A block of data:
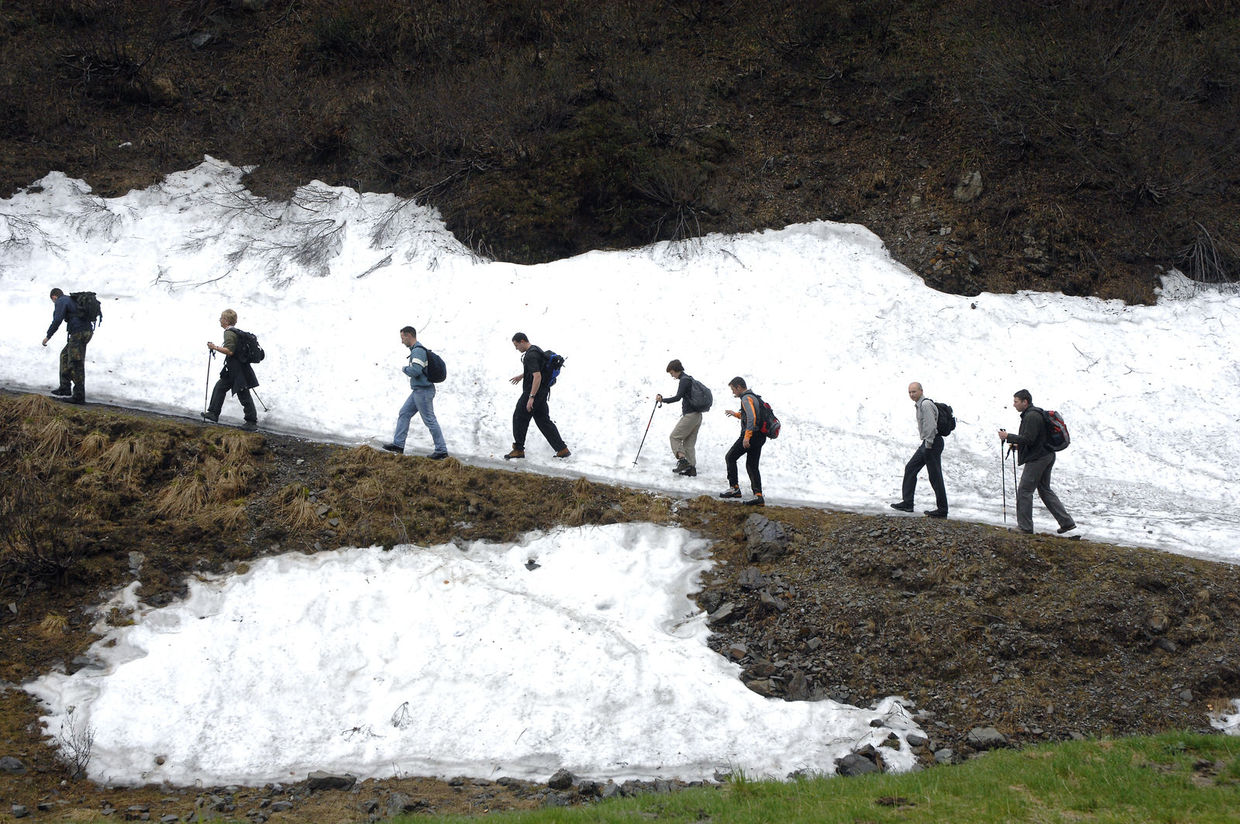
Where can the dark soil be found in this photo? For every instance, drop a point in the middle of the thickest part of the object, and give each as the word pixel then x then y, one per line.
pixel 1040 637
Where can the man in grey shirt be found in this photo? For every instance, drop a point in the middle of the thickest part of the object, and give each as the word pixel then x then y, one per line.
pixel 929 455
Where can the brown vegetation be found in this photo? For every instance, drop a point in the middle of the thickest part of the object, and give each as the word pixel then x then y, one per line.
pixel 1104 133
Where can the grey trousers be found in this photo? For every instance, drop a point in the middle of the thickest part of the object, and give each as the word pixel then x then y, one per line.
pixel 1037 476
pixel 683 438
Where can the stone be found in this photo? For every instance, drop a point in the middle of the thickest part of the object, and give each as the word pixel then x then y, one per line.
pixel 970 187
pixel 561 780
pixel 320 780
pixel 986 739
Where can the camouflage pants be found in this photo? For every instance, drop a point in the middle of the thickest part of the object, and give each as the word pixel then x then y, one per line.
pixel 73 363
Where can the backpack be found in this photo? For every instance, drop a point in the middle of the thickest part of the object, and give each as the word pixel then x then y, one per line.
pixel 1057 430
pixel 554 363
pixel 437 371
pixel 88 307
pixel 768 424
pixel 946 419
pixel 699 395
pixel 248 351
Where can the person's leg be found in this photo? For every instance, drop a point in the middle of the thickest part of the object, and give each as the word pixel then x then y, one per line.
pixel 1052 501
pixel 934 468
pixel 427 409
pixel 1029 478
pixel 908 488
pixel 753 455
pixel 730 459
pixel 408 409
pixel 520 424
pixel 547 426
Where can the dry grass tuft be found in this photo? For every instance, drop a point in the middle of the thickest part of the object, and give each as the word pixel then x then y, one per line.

### What is expected:
Lay out every line of the entries above as a JSON list of strings, one string per line, skipping any blank lines. Leave the picture out of your answer.

### Task output:
[
  "Where can the dark soil be found in this photo? For every instance, drop a point in the middle of the thickest part of the object, and give each as the word pixel then x then y, one per line.",
  "pixel 1040 637",
  "Where can the man in grey shirt be found in this photo? For every instance, drop a point in the middle of the thickest part of the object, and give each as the word pixel then x then y, one per line.",
  "pixel 929 455",
  "Where can the brown vegetation be found in this photo? For every instance, drop a point in the middle of the thickest part of the object, and give each as the word pixel then x then y, one per line.",
  "pixel 1104 133",
  "Where can the grey trousers be found in this photo? For every instance, drop a point in the middle of the thickest part of the object, and give each as the word pixel then x then y, one per line.",
  "pixel 1037 476",
  "pixel 683 438",
  "Where can the stone be found in this photo? For every instance, drop a point in the middle of the thickest part of the object, and give each as the word pixel then x then y, one per line.",
  "pixel 970 187",
  "pixel 561 780",
  "pixel 320 780",
  "pixel 986 739",
  "Where can the camouflage pants be found in this photo? For every instance, drop a point in the middle of the thickest part of the object, and give each as the word pixel then x then y, one per line.",
  "pixel 73 363",
  "Where can the backpack be found in this photo? For every instance, drop a point in the middle of the thickest part of the object, and give each as the word pixel then x then y, one per line.",
  "pixel 1057 430",
  "pixel 554 363",
  "pixel 437 371",
  "pixel 88 307",
  "pixel 768 424",
  "pixel 946 419",
  "pixel 699 395",
  "pixel 248 351",
  "Where can the person's leg be found in this photo? For every instance, drop a point in the middle of the thickest part of the object, and give each as the word pixel then x then y, one per line.",
  "pixel 1052 501",
  "pixel 934 468",
  "pixel 427 409",
  "pixel 1029 478",
  "pixel 908 488",
  "pixel 753 455",
  "pixel 730 459",
  "pixel 408 409",
  "pixel 520 424",
  "pixel 547 426",
  "Where can the dry grass tuft be found in this photo? For every instance, drop a point in the middle of the thickest part of the object, and give each as the word pixel then x then y, one per line."
]